DIRECTIONS FOR THIS TASK
Copy the records below line for line, changing nothing.

Pointing entries for labeled objects
==============================
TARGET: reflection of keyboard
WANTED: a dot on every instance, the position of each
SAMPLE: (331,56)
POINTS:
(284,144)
==============================
PROBLEM SOLUTION
TARGET: reflection of keyboard
WANTED: a dot on every instance, the position of each
SAMPLE: (331,56)
POINTS:
(284,144)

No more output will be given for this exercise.